**ABOUT THIS EXERCISE**: Transcribe every record verbatim; no pictures.

**SUPPLIED INFORMATION**:
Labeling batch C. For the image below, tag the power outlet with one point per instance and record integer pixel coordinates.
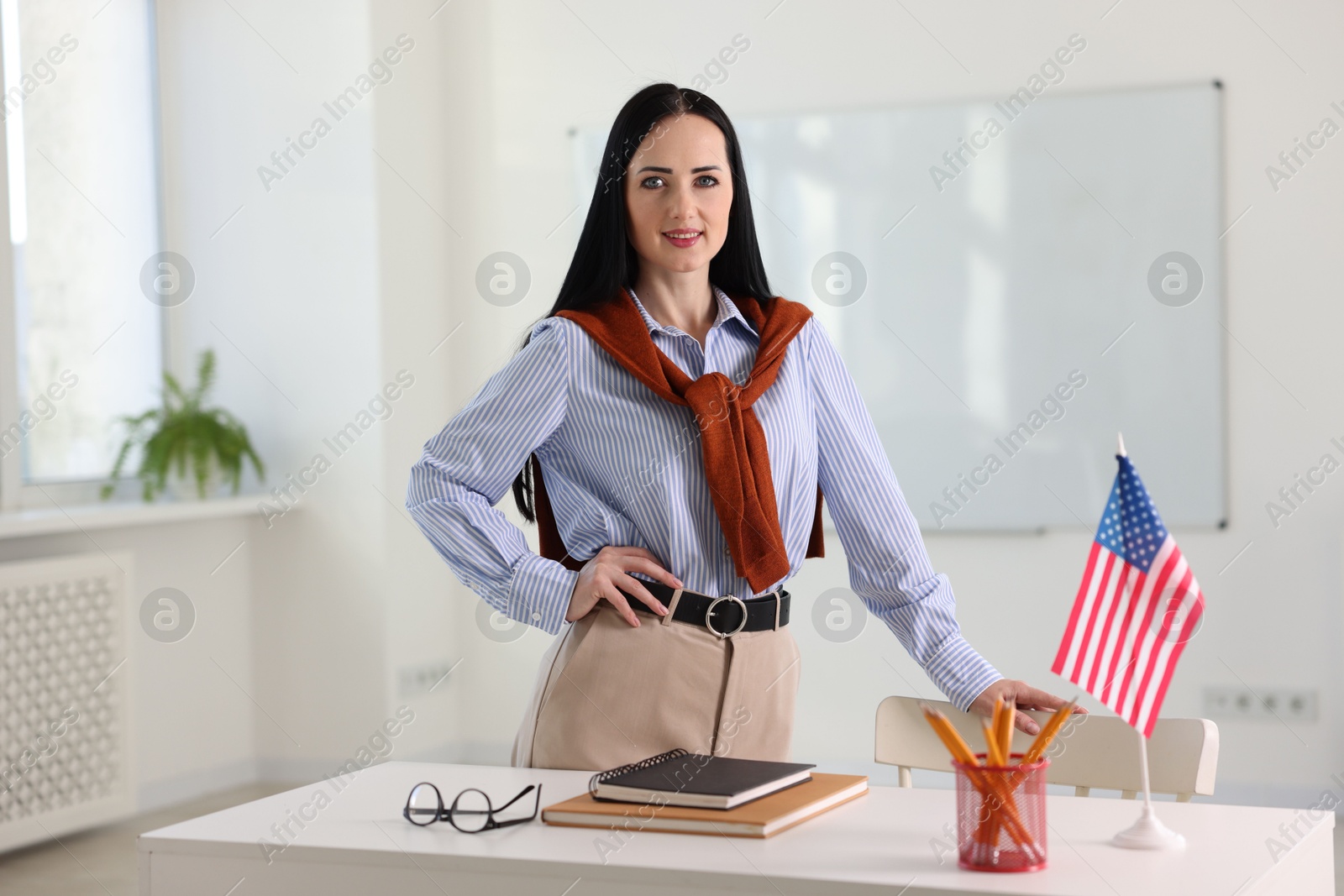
(1261, 705)
(423, 679)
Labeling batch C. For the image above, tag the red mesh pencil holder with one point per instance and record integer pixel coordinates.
(1001, 815)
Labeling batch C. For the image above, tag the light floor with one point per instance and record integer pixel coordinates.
(102, 862)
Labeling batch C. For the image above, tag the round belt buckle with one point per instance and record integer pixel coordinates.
(709, 616)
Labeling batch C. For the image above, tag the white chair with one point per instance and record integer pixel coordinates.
(1092, 752)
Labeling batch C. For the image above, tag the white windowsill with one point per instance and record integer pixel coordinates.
(17, 524)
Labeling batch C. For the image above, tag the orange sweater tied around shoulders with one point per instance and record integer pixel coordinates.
(737, 461)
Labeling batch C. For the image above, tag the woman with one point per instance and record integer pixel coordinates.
(672, 427)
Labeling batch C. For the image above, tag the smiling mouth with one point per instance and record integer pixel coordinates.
(682, 238)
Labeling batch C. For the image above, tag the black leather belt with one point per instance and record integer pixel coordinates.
(725, 616)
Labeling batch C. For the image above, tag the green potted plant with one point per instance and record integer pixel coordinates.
(183, 432)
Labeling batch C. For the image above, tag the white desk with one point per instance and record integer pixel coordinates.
(879, 842)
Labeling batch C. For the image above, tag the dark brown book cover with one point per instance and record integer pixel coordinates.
(757, 819)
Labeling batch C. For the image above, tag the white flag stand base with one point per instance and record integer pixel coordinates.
(1148, 833)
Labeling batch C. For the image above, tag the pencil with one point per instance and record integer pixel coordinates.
(1005, 726)
(994, 748)
(991, 789)
(1047, 732)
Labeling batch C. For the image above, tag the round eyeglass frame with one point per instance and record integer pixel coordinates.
(440, 813)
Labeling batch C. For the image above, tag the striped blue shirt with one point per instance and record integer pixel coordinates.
(622, 466)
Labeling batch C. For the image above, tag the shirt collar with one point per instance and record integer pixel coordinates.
(726, 311)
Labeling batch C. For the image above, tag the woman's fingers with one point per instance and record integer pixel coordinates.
(615, 597)
(1025, 723)
(652, 570)
(640, 560)
(633, 587)
(1038, 699)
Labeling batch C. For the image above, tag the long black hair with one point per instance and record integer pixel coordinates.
(605, 259)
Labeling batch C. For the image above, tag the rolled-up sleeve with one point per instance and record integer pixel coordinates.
(889, 566)
(470, 466)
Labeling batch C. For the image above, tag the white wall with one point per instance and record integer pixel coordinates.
(1273, 614)
(358, 264)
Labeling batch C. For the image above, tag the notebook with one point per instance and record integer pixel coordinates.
(680, 778)
(759, 819)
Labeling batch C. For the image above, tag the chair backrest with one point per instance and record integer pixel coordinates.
(1090, 752)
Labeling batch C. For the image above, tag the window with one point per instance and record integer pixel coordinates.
(81, 201)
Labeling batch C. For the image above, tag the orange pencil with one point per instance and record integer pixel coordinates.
(1005, 726)
(991, 789)
(1047, 732)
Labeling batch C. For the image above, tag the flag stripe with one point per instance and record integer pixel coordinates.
(1068, 642)
(1162, 651)
(1104, 590)
(1124, 587)
(1142, 633)
(1116, 645)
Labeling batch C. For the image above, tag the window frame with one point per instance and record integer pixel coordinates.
(18, 493)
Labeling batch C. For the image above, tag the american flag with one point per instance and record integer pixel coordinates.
(1136, 609)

**TASK OUTPUT**:
Labeling batch C. For the image below, tag the power outlet with one point per instance and record integer pixel coordinates.
(1261, 705)
(423, 679)
Labeling batch C. For the image above, tag the red mesh pencil holder with one point per instance and record integer pixel coordinates.
(1001, 815)
Labeling batch C. For the image above, tag the light floor with one point per instance and record integer pixel coordinates.
(102, 862)
Labeling batch C. For the image above, tag the round belt buckle with one point per instance and record integer pixel coordinates.
(709, 616)
Labeling batch C. For the image above, tag the white chair with one point per instance and record integer pixel coordinates.
(1092, 752)
Labeling batch C. For the image above, tag the white windowsill with one point per instance and record integer pixel coordinates.
(17, 524)
Labeling batch C. For the image above, tag the orange sweater tied around shoulders with one point per instance and record integer pixel coordinates.
(737, 461)
Labeling batch C. For the image above, tag the woman with one point per instance and record integer pixel coordinates.
(672, 427)
Labeling batch C. For the image above, tag the smiling mouth with one point per instance and record integer pixel coordinates.
(682, 238)
Labeling batch C. For the image above, tag the black leather belt with one point per instance and record integer pixel coordinates.
(725, 616)
Labeling batch C. For the image above, tag the green potted plant with one point per instance and record integer pixel coordinates.
(183, 432)
Labeling batch C. For the image above, tag the white desk with one point per instance and record integer pixel coordinates.
(879, 842)
Labeling batch C. For the image above, tag the dark brown book cover with one point per instance and record integer pixel coordinates.
(757, 819)
Labeling batch C. For the image above, tag the white flag stand base with one point per instance and record integer pixel coordinates.
(1148, 833)
Labeling batch C. For the image above, tag the pencil with one point per instance and record integer pixel coordinates.
(1005, 726)
(994, 748)
(991, 789)
(1047, 732)
Labeling batch C. For the image above, tag the round eyeglass frame with one point per instance and record integer pixel coordinates.
(440, 813)
Labeling batch C. For the image above, tag the striped blue shirt with one point per instance and record integer pixel coordinates.
(622, 466)
Labeling batch C. For the image above, tag the shirt collar with one point per instance and record integer pixel coordinates.
(726, 311)
Labeling batch C. For the image above, tag the woman's fingers with one point per instance and record integer pixel coordinates.
(615, 597)
(1025, 723)
(652, 570)
(640, 560)
(633, 587)
(1038, 699)
Labeling batch C. For the image above, tag the long black hair with one point per instance and record integer pixel coordinates.
(605, 259)
Labeling batch C. For the image above, tag the rolled-up sleeve with one point per instance and record integer pixel coordinates.
(889, 566)
(470, 466)
Labeling batch C. For the image above, tag the white wall with one point per instance and record integer pixel coordinates.
(1273, 614)
(358, 264)
Labeling batch C. For the image above, tag the notebook with one point per instance and record integer pixel coordinates.
(680, 778)
(759, 819)
Labeling batch C. For the image above, tag the chair backrest with one point per instance and record integer pixel coordinates.
(1090, 752)
Labeling batch C. For the image above, tag the window with one point per instance and record integer pixel coordinates.
(81, 201)
Labeling batch C. For the image above, tag the orange pencil with one point per instance and record integer pixel coordinates.
(1005, 726)
(991, 789)
(1047, 732)
Labeling batch C. For the image above, tag the flag stripe with one point per instance and record integer pixel coordinates.
(1068, 642)
(1162, 651)
(1104, 590)
(1124, 587)
(1142, 633)
(1116, 645)
Labeling batch C. For the image above, tag the window frame with one point per instance and record integer pixel coordinates.
(18, 493)
Labeling batch C. For the image above, tag the american flag with one point per instance and record integer pixel coordinates.
(1136, 609)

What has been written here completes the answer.